··· Extract to read ···

# King Oyster mushroom help.



## buckytom (Apr 21, 2010)

i stopped by a korean market yesterday and picked up a bag of about 5 or 6 king oyster mushrooms.

i've seen them on foodtv's "iron chef", but i've never cooked them before.

does anyone have any ideas on how i should prepare them? i was thinking of making some kind of stir fry, or 'shroom soup (i also have fresh criminis and white caps, as well as dried shiitakes and morels), or i've found a recipe for frying in panko.

does anyone have good, especially tnt recipes that come to mind? tia.


----------



## sparrowgrass (Apr 21, 2010)

No recipes, but I do like them.  They are chewier than fresh mushrooms--make a good meat substitute--maybe something like mushroom stroganoff?


----------



## mollyanne (Apr 21, 2010)

Try this from the ChubbyVegetarian. He says he, "scored and seared mushrooms on a bed of caramelized leeks. The slaw of English cucumber and organic apple was simply dressed in equal parts honey and rice vinegar. I garnished the dish with parsley leaves and drizzled the whole thing with ponzu." He also said they were still chewy. I think there is no getting away from that.


----------



## bigdaddy3k (Apr 21, 2010)

Well, you can't really score oyster mushrooms. They are all leaf/cap. Not a lot of stem.

Ok, I have used these to make a nice mushroom, leek casserole(sp). 

When using oyster mushrooms you have to trim the leaf/cap away from the stem. Most of the stem is unusable as it is very rubbery (they do make great stock though). After that you can use them whatever way you use any sliced/chopped mushroom. 

They grow wild in hard wood forests!! Great to pick in Sept/Oct in the midwest.


----------



## Mimizkitchen (Apr 21, 2010)

···

Brief 1 —
Recast the rows as a numbered list, running from the start of the rows through the line containing "pixel 211 511". Include both ends and leave out blank lines.

··· Supplied information ···

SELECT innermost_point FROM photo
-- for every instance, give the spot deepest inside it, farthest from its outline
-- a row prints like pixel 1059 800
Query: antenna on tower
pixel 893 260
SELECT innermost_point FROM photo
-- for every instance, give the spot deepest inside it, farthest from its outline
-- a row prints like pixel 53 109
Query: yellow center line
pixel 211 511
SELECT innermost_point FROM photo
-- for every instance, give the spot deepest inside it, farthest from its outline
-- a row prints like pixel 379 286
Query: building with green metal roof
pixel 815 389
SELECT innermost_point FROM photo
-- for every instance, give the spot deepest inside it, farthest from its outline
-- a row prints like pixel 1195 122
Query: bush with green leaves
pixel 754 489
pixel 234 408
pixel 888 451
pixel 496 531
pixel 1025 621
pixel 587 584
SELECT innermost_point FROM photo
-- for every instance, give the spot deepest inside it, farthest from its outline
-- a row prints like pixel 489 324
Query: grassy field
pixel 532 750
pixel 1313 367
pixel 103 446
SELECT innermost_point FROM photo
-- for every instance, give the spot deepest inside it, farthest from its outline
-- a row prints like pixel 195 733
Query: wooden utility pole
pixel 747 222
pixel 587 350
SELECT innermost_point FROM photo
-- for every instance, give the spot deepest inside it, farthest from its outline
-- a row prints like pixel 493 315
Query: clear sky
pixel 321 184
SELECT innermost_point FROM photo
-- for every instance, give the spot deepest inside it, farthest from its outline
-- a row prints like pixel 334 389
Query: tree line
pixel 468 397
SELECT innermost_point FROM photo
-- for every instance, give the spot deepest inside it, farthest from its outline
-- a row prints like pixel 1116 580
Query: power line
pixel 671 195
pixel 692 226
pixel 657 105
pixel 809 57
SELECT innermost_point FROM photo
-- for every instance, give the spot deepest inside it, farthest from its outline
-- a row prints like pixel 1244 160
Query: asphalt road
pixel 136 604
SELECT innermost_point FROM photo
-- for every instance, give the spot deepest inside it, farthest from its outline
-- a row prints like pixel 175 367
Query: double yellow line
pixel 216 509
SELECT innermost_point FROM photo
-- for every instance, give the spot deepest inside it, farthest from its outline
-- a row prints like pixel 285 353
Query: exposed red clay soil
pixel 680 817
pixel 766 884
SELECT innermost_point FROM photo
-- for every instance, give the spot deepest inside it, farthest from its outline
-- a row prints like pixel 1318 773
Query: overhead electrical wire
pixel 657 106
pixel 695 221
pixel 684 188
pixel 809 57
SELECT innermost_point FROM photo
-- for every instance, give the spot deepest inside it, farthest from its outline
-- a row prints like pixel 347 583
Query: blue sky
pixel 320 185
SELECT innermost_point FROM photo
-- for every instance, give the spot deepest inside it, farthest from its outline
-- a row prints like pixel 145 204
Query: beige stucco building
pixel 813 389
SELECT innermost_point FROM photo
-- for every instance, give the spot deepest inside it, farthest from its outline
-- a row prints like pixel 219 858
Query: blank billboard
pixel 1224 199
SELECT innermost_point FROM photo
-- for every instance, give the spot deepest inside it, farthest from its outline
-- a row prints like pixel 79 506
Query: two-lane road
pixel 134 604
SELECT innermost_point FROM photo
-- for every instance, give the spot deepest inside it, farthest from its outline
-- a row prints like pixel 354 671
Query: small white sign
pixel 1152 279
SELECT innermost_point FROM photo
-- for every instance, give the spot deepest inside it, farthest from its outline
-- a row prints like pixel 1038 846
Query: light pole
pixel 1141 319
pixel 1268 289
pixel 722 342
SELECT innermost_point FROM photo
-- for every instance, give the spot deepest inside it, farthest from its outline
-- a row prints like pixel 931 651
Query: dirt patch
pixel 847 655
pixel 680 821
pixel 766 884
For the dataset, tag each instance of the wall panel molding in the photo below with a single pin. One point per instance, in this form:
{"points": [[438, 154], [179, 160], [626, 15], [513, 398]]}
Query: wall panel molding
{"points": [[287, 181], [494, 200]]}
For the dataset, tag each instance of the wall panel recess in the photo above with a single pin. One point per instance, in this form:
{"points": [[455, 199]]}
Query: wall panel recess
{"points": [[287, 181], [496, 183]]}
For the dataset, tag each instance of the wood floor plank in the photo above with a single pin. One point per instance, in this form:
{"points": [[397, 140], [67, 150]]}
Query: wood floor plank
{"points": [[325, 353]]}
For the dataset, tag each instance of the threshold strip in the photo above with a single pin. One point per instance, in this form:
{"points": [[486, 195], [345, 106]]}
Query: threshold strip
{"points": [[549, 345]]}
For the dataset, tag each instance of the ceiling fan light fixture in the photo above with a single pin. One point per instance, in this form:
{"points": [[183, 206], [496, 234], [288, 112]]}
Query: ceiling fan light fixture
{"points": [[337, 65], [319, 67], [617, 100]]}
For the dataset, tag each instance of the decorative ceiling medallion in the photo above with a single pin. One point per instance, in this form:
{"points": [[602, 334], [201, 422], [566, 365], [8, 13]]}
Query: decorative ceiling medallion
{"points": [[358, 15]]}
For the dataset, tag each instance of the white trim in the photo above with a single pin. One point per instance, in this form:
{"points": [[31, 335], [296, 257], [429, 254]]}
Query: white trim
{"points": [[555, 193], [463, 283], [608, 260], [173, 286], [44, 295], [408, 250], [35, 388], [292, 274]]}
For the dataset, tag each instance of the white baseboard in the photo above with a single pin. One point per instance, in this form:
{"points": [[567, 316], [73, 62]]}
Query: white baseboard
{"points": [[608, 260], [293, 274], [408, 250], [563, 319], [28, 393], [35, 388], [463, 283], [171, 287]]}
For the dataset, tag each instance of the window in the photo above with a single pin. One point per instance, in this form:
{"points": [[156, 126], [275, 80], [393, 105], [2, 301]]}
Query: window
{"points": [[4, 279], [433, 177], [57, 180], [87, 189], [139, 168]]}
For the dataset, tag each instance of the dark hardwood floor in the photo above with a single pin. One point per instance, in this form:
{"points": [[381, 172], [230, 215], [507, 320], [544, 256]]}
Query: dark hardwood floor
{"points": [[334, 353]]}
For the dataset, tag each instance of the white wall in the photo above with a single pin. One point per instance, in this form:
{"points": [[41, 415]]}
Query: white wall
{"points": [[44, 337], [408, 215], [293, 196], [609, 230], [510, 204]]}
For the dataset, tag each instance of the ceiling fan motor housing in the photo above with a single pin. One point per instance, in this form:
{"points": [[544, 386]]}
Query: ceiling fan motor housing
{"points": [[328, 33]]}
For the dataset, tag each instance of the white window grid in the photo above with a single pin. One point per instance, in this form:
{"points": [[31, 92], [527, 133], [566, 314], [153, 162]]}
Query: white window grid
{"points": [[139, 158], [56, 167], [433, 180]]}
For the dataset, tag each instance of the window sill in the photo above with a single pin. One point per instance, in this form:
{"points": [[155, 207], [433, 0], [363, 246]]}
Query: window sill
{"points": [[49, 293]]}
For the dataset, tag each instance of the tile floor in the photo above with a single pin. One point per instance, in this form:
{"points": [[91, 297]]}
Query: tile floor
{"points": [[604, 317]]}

···

Brief 2 —
Decide whether each statement agrees with the thread on king oyster mushrooms. Answer yes or no and quote the deciding words. (a) buckytom bought the mushrooms at a Korean market. (b) sparrowgrass offers a recipe. (c) bigdaddy3k says the mushrooms grow wild in pine forests.

Full solution 1 —
1. SELECT innermost_point FROM photo
2. -- for every instance, give the spot deepest inside it, farthest from its outline
3. -- a row prints like pixel 1059 800
4. Query: antenna on tower
5. pixel 893 260
6. SELECT innermost_point FROM photo
7. -- for every instance, give the spot deepest inside it, farthest from its outline
8. -- a row prints like pixel 53 109
9. Query: yellow center line
10. pixel 211 511

Full solution 2 —
(a) Yes: "i stopped by a korean market yesterday and picked up a bag of about 5 or 6 king oyster mushrooms."
(b) No: "No recipes, but I do like them."
(c) No: "They grow wild in hard wood forests!!"